TEXTO FORNECIDO »

Joana Petiz | Diário de Notícias | opinião
Dois terços das crianças do 2.º ano erraram ou nem sequer conseguiram responder ao que lhes perguntavam. Até podem saber juntar as letras e ver ali palavras, mas pouco entendem do que estão a ler e as dificuldades que têm para se exprimir por escrito são dramáticas. É apenas a ponta de um imensamente destrutivo icebergue, que representa (também) os estragos de dois anos de covid numa área fundamental para o futuro do país. E que nem toda a boa vontade dos professores pôde impedir, entre escolhos antigos e a flagrante falta de meios para tentar evitar novo naufrágio: os computadores que ainda vão chegar, a internet que não é certa, o desprezo a que quem ensina foi votado por um governo que ainda finge acreditar que atribuir mais uns milhões no orçamento (que nunca chegam) resolve problemas. Mas poucochinhos, que as contas têm de se manter certas e os tempos não estão para brincar, como ainda ontem avisou Christine Lagarde.
Nas escolas, tenta-se remediar o que se vai mantendo miraculosamente de pé, mas a Educação continuará para lá de remédio possível enquanto a solução passar por meros remendos de ocasião, sem visão, sem plano de fundo, sem estratégia para recuperar um ensino público esgotado e anacrónico.
Repito, a responsabilidade não é dos professores, a quem tantas vezes é apontado o dedo pelas falhas que tentam constantemente contornar e ultrapassar. Mas a degradação que já vinha acontecendo, fruto do desinvestimento de quem julga que ter uma escola pública é um bem imutável, acelerou a fundo. E cavou muito mais fundo o fosso entre os que têm - dinheiro, acesso, suporte, apoio, cultura, estrutura - e os que não têm.

DADOS A ANALISAR »
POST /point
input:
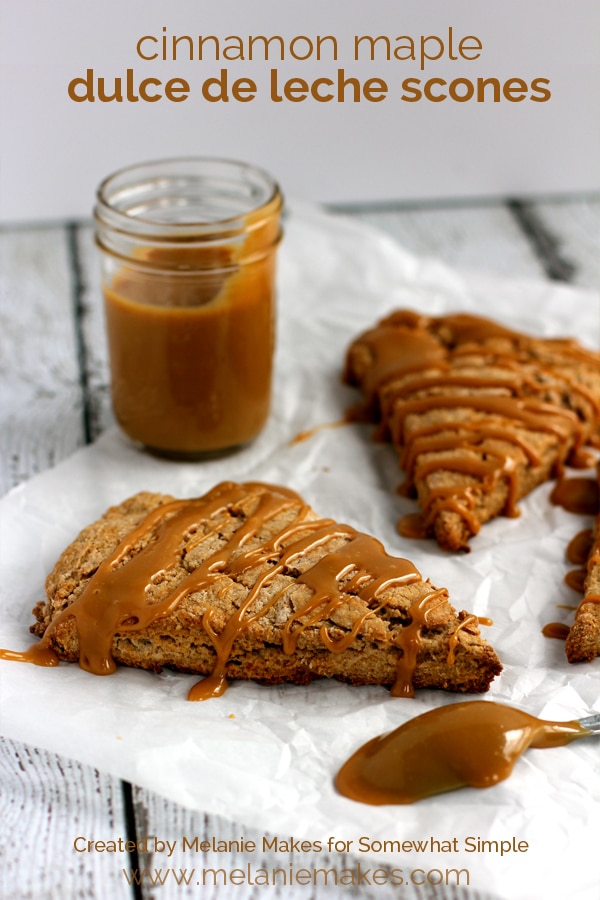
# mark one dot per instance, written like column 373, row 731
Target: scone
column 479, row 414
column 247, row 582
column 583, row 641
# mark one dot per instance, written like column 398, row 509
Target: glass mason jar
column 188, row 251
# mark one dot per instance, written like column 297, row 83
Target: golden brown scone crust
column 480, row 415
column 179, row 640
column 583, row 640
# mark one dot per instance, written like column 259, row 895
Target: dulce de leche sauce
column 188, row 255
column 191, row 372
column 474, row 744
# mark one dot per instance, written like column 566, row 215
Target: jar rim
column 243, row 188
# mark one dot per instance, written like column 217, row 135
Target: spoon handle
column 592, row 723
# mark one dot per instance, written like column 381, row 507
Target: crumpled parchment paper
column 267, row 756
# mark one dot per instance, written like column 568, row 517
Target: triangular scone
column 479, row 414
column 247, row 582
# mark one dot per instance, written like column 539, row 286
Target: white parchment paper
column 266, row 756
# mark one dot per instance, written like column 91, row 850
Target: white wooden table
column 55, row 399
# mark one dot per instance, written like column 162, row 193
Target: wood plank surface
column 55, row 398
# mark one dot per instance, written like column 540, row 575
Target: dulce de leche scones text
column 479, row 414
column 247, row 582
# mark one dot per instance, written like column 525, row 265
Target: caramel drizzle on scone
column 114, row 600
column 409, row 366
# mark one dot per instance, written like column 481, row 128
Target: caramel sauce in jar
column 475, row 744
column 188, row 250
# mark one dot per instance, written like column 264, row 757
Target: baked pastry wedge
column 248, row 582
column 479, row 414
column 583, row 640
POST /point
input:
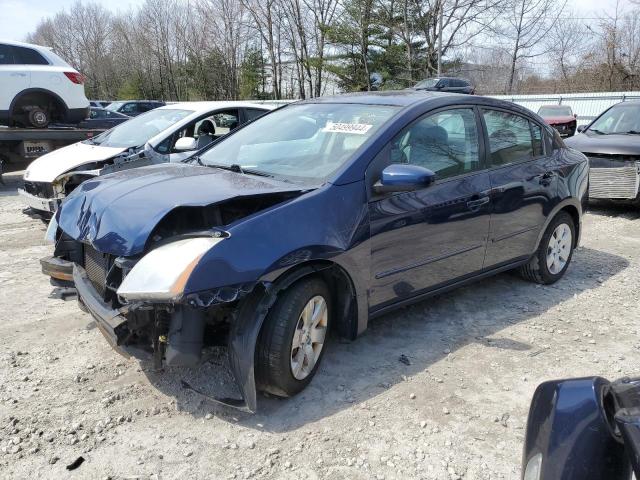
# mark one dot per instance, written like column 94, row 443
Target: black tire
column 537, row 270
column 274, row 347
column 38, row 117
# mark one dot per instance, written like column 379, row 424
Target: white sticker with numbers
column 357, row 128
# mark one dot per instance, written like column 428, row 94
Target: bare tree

CONJUNTO DE EXERCÍCIOS »
1. Traduza para inglês a seguinte frase do artigo de opinião sobre a educação: "Repito, a responsabilidade não é dos professores, a quem tantas vezes é apontado o dedo pelas falhas que tentam constantemente contornar e ultrapassar."
2. Reescreva o trecho do artigo de opinião sobre a educação entre "Repito, a responsabilidade" e "que não têm.", inclusive, trocando "professores" por "docentes".

RESULTADOS POR TAREFA »
1. I repeat, the responsibility does not lie with the teachers, at whom the finger is so often pointed for the failures they constantly try to get around and overcome.

2.
Repito, a responsabilidade não é dos docentes, a quem tantas vezes é apontado o dedo pelas falhas que tentam constantemente contornar e ultrapassar. Mas a degradação que já vinha acontecendo, fruto do desinvestimento de quem julga que ter uma escola pública é um bem imutável, acelerou a fundo. E cavou muito mais fundo o fosso entre os que têm - dinheiro, acesso, suporte, apoio, cultura, estrutura - e os que não têm.